• EXCERPT
Long-Term Maintenance with Rituximab in Elderly Patients with Mantle-Cell Lymphoma
Bimonthly maintenance therapy with RTX prolongs the duration of remission and overall survival (OS) in elderly patients with mantel-cell lymphoma (MCL) after induction therapy. Moreover, the initial results in elderly patients with MCL who are treated with induction followed by bimonthly RTX maintenance for 2 years demonstrated a high ORR of 95% (Räty R, et al. Leuk Lymphoma. 2012;53:1920-1928). Räty and colleagues updated their results in a prospective study with completed maintenance therapy in all patients, with a median follow-up time of 6 years for surviving patients (Räty R, et al. ASH 2014. Abstract 1749).
The eligible patients were aged >65 years with histologically confirmed newly diagnosed and previously untreated stage II to stage IV MCL with adequate organ function and performance status. Induction therapy consisted of standard-dose R-CHOP (RTX, cyclophosphamide, doxorubicin, vincristine, and prednisone, cycles 1, 3, 5), RTX plus cytarabine (RTX 375 mg/m2 for 1 dose, cytarabine 1 g/m2 for 4 doses, cycles 2, 4), RTX plus cytarabine and fludarabine (fludarabine 25 mg/m2 for 2 doses, cycles 6-8), and CHOP (cycles 9 and 10). The maintenance treatment for patients in complete remission (CR)/PR included RTX 375 mg/m2 bimonthly for 12 doses. The median follow-up time at the time of this analysis was 70 months (range, 41-113 months) for living patients.

• DATA PROVIDED
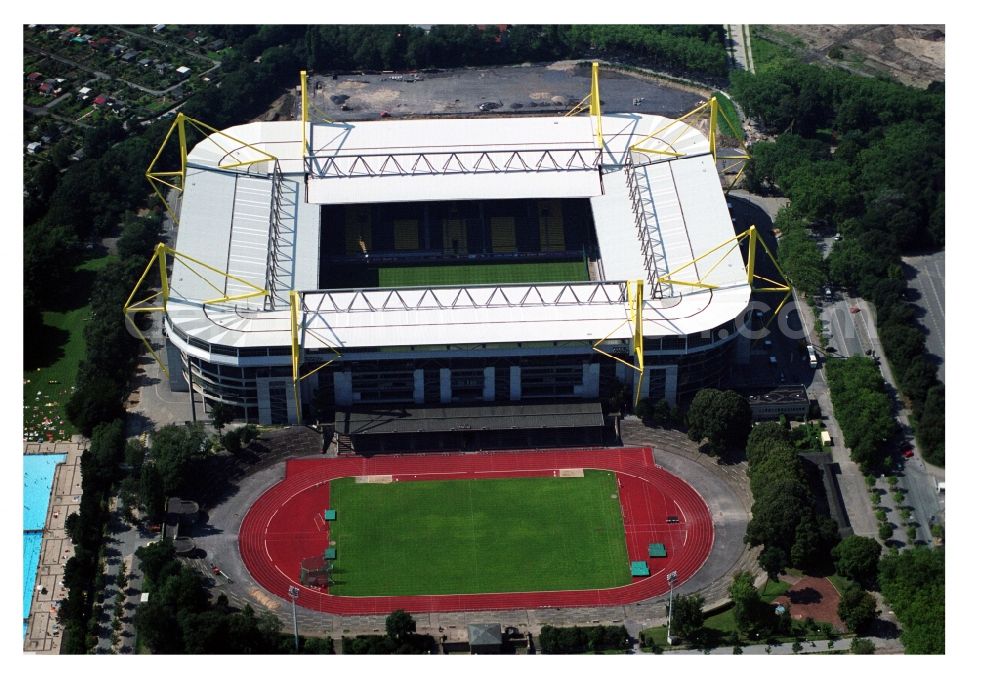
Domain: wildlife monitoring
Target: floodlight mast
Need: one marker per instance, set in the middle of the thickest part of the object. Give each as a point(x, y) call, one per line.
point(293, 593)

• ASSIGNED TASK A
Name each drug that the text on rituximab maintenance in mantle-cell lymphoma lists as part of the induction therapy.
• ASSIGNED TASK B
Echo the rituximab maintenance text from "Long-Term Maintenance with" up to and including "2014. Abstract 1749).".
• ASSIGNED TASK C
Give what follows the final sentence of the text on rituximab maintenance in elderly patients with mantle-cell lymphoma.

• WRITTEN REPLY A
RTX, cyclophosphamide, doxorubicin, vincristine, prednisone, cytarabine, fludarabine

• WRITTEN REPLY B
Long-Term Maintenance with Rituximab in Elderly Patients with Mantle-Cell Lymphoma
Bimonthly maintenance therapy with RTX prolongs the duration of remission and overall survival (OS) in elderly patients with mantel-cell lymphoma (MCL) after induction therapy. Moreover, the initial results in elderly patients with MCL who are treated with induction followed by bimonthly RTX maintenance for 2 years demonstrated a high ORR of 95% (Räty R, et al. Leuk Lymphoma. 2012;53:1920-1928). Räty and colleagues updated their results in a prospective study with completed maintenance therapy in all patients, with a median follow-up time of 6 years for surviving patients (Räty R, et al. ASH 2014. Abstract 1749).

• WRITTEN REPLY C
At the time of diagnosis, the median age of the 60 recruited patients was 74 years (range, 65-83 years), 62% were males, 97% had advanced disease (stage III-IV), and 77% had good performance status (0-1). Most (87%) patients had a history of some other notable illness, most typically cardiovascular disease. Another cancer had been diagnosed earlier in 9 patients (prostate, N = 3; breast, N = 3; other, N = 3).
The ORR was 95% (CR, 87%; PR, 8%). Transient grade 4 neutropenia was seen in 20 patients during maintenance with no serious infections. Herpes zoster or varicella zoster infections were recorded in 9 patients. At 6 years (intention to treat), the progression-free survival (PFS) was 64% (median, 97 months; 95% confidence interval [CI], 75-120 months), the event-free survival rate was 59% (median, 95 months; 95% CI, 75-114 months), and the OS rate was 62% (median not reached). The disease-free survival (DFS) rate was 72% at 6 years (median, 91 months; 95% CI, 89-93 months) for 52 patients who had a CR.
Thus, long PFS times and OS rates of >60% at 6 years with a median DFS of >7 years can be achieved with prolonged cytarabine-containing immunochemotherapy followed by 2 years of maintenance with RTX in elderly patients with MCL. Attention should be paid for the development of second malignancies, because myelodysplastic syndromes and acute myeloid leukemia developed in 2 patients, and 6 patients developed carcinomas during follow-up in this elderly patient population.